→ **Given problem**
Rewrite the listing from the line that has "door for treatment mapping." through the line that has "[331,83,692,376]", keeping each request line as is, and add -23 to every number in the bounding-box coordinates.

→ **Given records**
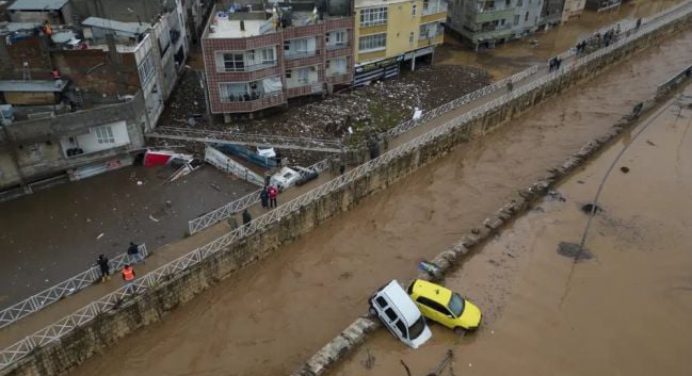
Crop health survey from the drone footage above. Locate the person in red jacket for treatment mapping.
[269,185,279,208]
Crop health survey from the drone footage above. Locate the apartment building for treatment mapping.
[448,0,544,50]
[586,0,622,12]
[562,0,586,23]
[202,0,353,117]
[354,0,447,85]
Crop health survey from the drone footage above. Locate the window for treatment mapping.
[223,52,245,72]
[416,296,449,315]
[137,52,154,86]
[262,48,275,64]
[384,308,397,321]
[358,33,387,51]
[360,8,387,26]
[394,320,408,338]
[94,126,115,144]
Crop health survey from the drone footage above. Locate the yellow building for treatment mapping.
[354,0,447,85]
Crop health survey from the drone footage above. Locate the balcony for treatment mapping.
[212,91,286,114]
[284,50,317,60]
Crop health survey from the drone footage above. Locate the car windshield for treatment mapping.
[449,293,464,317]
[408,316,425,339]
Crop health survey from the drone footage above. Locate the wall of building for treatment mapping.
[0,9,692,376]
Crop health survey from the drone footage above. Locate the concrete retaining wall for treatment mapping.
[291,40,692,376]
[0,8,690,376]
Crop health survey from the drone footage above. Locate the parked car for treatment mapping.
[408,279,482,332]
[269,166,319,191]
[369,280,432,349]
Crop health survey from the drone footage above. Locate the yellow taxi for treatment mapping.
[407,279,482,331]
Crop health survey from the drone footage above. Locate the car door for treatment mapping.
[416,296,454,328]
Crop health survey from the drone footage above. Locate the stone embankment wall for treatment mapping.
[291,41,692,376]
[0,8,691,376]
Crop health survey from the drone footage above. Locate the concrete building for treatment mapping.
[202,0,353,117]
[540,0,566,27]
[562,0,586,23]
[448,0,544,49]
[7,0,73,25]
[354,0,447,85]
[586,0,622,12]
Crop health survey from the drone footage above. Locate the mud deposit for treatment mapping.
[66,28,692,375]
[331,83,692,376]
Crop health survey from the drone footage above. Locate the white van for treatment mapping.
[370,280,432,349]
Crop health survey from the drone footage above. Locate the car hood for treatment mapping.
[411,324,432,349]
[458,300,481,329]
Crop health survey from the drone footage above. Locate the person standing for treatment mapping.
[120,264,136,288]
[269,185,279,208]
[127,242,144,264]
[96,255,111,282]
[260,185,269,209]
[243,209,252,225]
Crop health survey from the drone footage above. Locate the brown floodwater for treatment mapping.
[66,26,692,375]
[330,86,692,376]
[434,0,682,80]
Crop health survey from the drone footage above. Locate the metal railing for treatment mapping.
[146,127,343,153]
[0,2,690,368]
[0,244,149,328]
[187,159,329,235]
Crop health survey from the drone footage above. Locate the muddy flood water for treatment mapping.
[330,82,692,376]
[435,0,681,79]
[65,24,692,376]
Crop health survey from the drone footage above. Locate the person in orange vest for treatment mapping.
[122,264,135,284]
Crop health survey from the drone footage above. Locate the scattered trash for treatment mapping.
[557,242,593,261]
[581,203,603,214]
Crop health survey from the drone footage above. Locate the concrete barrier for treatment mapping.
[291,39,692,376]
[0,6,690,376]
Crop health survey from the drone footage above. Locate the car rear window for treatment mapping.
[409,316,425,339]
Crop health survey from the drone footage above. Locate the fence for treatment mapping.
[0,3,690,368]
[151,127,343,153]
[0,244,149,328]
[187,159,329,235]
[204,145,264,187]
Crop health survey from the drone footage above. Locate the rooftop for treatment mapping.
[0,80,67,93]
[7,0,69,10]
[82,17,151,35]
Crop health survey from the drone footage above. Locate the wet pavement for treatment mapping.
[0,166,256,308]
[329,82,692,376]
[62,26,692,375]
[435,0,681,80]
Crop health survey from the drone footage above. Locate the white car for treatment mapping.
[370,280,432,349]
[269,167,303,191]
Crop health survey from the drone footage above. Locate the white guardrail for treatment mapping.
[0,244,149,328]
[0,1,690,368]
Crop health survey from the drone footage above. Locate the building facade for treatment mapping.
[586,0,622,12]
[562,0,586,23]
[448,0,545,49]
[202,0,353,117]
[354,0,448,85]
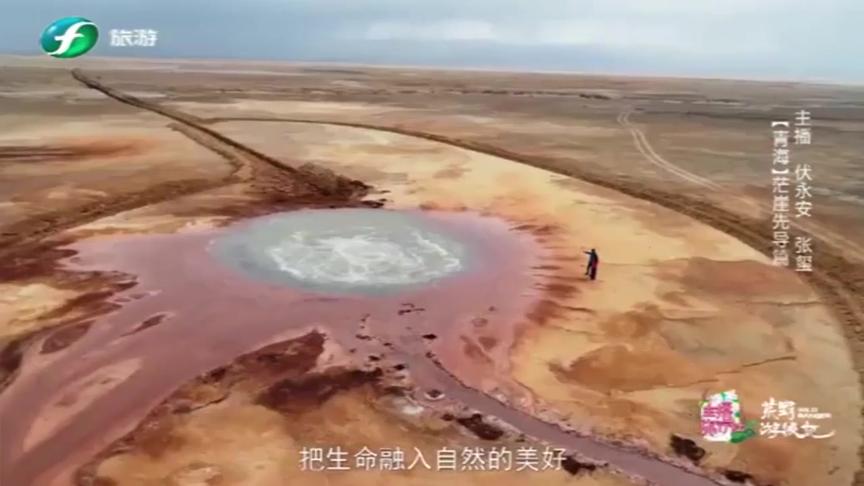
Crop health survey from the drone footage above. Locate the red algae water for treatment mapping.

→ **Exercise result**
Crop health survey from the drone footage above. Locate the car door for treatment mapping.
[393,273,431,305]
Crop health survey from the drone footage above. Locate the stone embankment wall for treatment mapping.
[268,18,669,353]
[-23,-15,668,353]
Crop health survey from the drone footage above. Locate the concrete building for treatment mapping.
[179,-23,330,94]
[517,-23,543,4]
[539,-23,563,0]
[425,-23,521,26]
[-16,-23,50,2]
[331,-23,424,62]
[563,-23,599,-11]
Crop health survey from the drone footage above. Locate the mud deposit for treatment mapping.
[43,5,669,352]
[308,60,669,353]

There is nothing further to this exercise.